___ Dataset rows

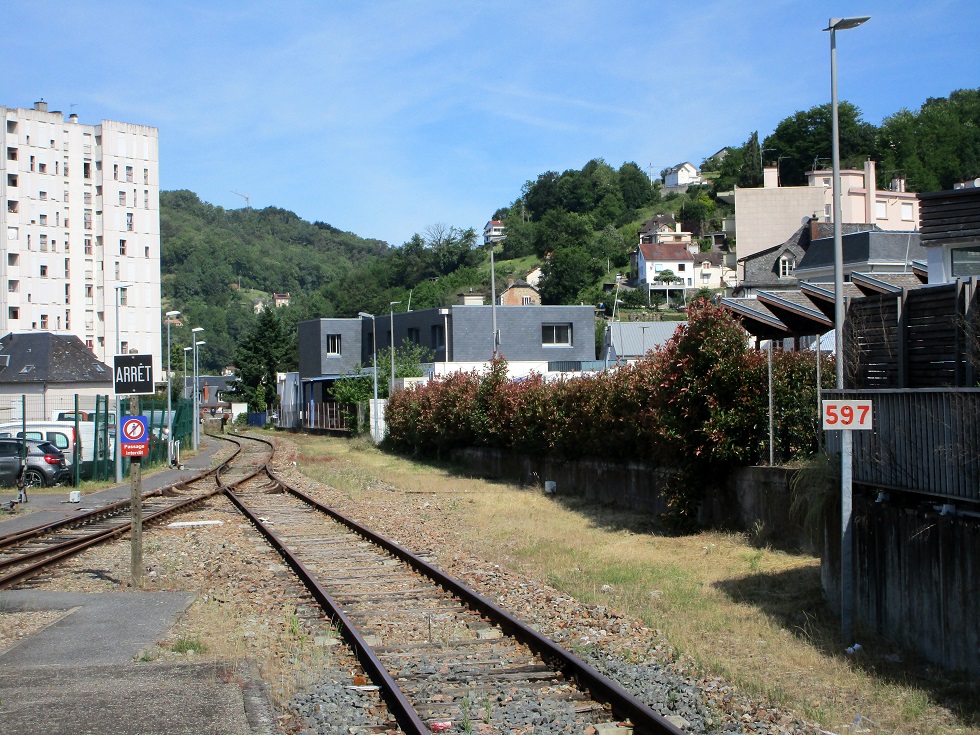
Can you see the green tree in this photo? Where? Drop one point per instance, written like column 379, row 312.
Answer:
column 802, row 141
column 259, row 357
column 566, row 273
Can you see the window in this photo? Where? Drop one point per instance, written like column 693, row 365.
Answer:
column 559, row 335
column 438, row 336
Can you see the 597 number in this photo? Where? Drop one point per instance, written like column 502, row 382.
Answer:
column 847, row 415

______
___ Dataset rows

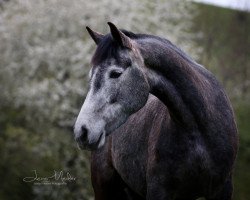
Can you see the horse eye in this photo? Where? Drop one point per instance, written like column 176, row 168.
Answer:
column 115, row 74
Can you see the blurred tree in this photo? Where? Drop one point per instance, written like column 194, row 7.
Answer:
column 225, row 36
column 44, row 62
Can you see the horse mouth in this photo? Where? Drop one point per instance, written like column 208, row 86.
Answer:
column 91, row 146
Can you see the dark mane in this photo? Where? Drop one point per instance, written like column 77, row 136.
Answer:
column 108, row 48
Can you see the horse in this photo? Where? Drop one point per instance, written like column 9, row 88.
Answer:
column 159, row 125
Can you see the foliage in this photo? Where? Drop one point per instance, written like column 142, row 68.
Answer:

______
___ Dataset rows

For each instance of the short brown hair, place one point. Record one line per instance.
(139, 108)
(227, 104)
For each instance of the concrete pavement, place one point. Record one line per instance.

______

- **Problem**:
Rename "window" to "doorway" in the part of the entries that opens with the line containing "Can you see the green" and closes with the line containing "column 438, row 336", leaving everything else unchanged. Return only those lines.

- **The completed task**:
Can you see the green tree in this photo? Where? Drop one point per instance, written like column 379, row 312.
Answer:
column 802, row 141
column 259, row 357
column 566, row 273
Can you see the doorway in this photo? Where? Drop one point per instance, written like column 693, row 365.
Answer:
column 559, row 335
column 438, row 336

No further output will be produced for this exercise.